● Coordinate annotation records

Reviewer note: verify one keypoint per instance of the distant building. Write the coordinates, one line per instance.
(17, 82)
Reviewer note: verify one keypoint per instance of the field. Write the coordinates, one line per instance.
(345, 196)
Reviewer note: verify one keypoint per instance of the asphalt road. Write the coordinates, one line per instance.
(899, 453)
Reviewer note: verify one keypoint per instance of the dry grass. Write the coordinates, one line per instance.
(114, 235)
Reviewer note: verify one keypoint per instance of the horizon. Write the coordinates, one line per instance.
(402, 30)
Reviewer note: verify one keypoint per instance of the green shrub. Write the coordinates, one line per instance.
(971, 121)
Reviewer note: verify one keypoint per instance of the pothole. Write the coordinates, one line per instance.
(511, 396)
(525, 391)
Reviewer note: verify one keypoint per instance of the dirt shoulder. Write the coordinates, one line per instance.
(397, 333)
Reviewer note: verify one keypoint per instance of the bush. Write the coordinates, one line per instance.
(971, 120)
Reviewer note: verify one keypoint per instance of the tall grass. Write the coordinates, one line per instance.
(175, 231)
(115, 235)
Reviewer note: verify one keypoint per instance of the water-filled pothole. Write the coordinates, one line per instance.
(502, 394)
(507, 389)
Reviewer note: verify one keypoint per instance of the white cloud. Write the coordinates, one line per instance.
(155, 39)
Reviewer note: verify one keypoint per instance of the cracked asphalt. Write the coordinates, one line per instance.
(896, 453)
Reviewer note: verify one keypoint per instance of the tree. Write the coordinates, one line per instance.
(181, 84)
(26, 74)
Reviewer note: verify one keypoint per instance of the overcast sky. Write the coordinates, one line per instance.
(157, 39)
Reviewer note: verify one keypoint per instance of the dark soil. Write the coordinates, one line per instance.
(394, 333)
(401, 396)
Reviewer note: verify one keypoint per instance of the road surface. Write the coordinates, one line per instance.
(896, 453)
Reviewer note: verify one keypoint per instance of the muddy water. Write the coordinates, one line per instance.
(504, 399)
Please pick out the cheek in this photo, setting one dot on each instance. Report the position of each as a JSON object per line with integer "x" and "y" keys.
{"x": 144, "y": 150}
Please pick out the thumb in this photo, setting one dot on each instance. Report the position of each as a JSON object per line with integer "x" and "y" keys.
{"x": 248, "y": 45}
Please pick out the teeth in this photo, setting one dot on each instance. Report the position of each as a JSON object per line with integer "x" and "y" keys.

● Work instructions
Retype the material in full, character for character.

● Expected output
Reviewer note: verify one keypoint per instance of the distant building. Write the coordinates, one line per instance.
(17, 82)
Reviewer note: verify one keypoint per instance of the field. Write the coordinates, one line per instance.
(345, 196)
Reviewer note: verify one keypoint per instance of the asphalt road. Write the coordinates, one line per instance.
(899, 453)
Reviewer note: verify one keypoint per instance of the dry grass. Write the coordinates, one line per instance.
(114, 235)
Reviewer note: verify one keypoint per instance of the horizon. Write the coordinates, one line per instance.
(402, 30)
Reviewer note: verify one keypoint per instance of the green shrub. Write the coordinates, one line per instance.
(971, 121)
Reviewer note: verify one keypoint per instance of the pothole. Write the coordinates, one line per instance.
(511, 396)
(525, 391)
Reviewer note: verify one keypoint per instance of the dirt shoulder. Write the coordinates, one line per instance.
(397, 333)
Reviewer note: verify one keypoint per instance of the bush. Write the coordinates, one line per instance.
(971, 120)
Reviewer note: verify one keypoint per instance of the tall grass. Write the coordinates, one line per instance.
(175, 231)
(115, 235)
Reviewer note: verify one keypoint per instance of the water-filled pothole. Write the coordinates, one line per instance.
(502, 394)
(507, 389)
Reviewer note: verify one keypoint per instance of the white cloud. Write the coordinates, one line per instance.
(155, 39)
Reviewer note: verify one keypoint per instance of the cracked asphalt. Write the coordinates, one line per instance.
(896, 453)
Reviewer note: verify one keypoint per instance of the tree. Write the coordinates, one line per instance.
(181, 84)
(26, 74)
Reviewer note: verify one keypoint per instance of the overcast sky. Write the coordinates, one line per instance.
(157, 39)
Reviewer note: verify one keypoint per instance of the dark soil. Write the coordinates, one line per instance.
(394, 333)
(401, 396)
Reviewer note: verify one keypoint per instance of the road surface. Write the coordinates, one line per instance.
(896, 453)
Reviewer note: verify one keypoint per instance of the muddy water. Write the coordinates, one line per instance.
(504, 399)
Please pick out the cheek in this photo, setting one dot on each instance. Report the position of each as a JSON object per line with integer "x" and "y" keys.
{"x": 144, "y": 150}
Please pick out the thumb in this photo, setting one dot on each instance. Report the position of each as a JSON object per line with integer "x" and "y" keys.
{"x": 248, "y": 45}
Please pick out the teeth in this photo, setting one dot on each instance. Report the position of each as a JSON object per line with integer "x" and "y" keys.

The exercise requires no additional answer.